### Records to process
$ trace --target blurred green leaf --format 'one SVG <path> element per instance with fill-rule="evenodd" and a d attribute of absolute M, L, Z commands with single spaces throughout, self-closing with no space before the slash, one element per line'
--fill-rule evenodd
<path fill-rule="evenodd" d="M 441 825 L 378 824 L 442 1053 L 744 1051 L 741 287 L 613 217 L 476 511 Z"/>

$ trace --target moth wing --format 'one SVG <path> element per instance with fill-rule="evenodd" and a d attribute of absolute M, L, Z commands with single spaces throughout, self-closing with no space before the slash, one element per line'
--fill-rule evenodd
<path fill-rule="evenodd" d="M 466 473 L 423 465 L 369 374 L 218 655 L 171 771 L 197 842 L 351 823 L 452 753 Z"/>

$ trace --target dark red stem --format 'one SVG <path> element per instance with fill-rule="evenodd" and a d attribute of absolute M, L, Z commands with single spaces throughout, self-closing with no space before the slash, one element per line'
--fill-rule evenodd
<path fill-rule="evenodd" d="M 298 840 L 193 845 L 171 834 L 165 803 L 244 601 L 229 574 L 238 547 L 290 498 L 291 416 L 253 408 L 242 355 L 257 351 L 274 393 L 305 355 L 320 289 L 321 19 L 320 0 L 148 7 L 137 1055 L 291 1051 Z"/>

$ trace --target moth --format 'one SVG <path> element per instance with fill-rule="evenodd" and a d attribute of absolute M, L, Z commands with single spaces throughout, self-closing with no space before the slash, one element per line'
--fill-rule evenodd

### What is required
Return the whole listing above line for line, with every character, space and line break unchanged.

### Solution to the problem
$ trace --target blurred green leaf --format 'one SVG <path> element per instance with fill-rule="evenodd" and a d attribute of absolute M, L, Z commands with single spaces throughout, self-closing with no space before the slash, one element per line'
--fill-rule evenodd
<path fill-rule="evenodd" d="M 441 825 L 378 824 L 442 1053 L 744 1051 L 741 287 L 613 217 L 476 511 Z"/>

$ trace --target moth wing --format 'one SVG <path> element per instance with fill-rule="evenodd" and a d attribute of absolute M, L, Z commands with single spaces throughout, self-closing with no space before the slash, one element per line'
--fill-rule evenodd
<path fill-rule="evenodd" d="M 466 473 L 423 465 L 369 374 L 218 655 L 171 771 L 197 842 L 351 823 L 452 753 Z"/>

$ trace --target dark red stem --format 'one SVG <path> element per instance with fill-rule="evenodd" and a d attribute of absolute M, L, Z commands with single spaces throughout, self-closing with no space before the slash, one element per line'
--fill-rule evenodd
<path fill-rule="evenodd" d="M 298 840 L 193 845 L 171 834 L 165 803 L 244 601 L 229 574 L 238 547 L 290 498 L 291 416 L 253 408 L 242 355 L 257 351 L 274 393 L 305 355 L 320 289 L 321 19 L 320 0 L 148 7 L 137 1055 L 291 1051 Z"/>

$ trace --target moth --format 'one SVG <path> element per instance with fill-rule="evenodd" and a d attribute of absolute M, L, Z commands with single spaces throughout, self-closing with no space before the slash, one element per line'
--fill-rule evenodd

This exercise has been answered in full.